◆ WHAT YOU WILL DO:
Within the records below, filter for lines carrying the word "purple" and copy them.

**** GIVEN DATA ****

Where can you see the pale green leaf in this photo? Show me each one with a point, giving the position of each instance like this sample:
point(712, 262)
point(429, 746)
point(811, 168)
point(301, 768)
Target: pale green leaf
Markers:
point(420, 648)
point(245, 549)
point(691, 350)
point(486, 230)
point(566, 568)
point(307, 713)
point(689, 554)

****
**** GIVEN DATA ****

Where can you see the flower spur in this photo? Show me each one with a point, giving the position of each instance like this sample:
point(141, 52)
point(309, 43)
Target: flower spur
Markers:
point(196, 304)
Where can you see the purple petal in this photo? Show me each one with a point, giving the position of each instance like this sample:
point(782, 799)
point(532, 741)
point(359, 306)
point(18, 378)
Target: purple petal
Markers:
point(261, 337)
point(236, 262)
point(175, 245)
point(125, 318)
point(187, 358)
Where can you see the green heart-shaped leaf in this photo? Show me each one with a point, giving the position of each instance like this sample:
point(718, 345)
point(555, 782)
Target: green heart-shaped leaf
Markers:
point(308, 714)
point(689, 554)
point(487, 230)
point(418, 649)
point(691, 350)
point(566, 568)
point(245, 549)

****

◆ COMPLETED EXERCISE:
Where can you see the purple petal in this photo? Show me each one with a point, giving the position of each instance like this sample:
Target: purple petal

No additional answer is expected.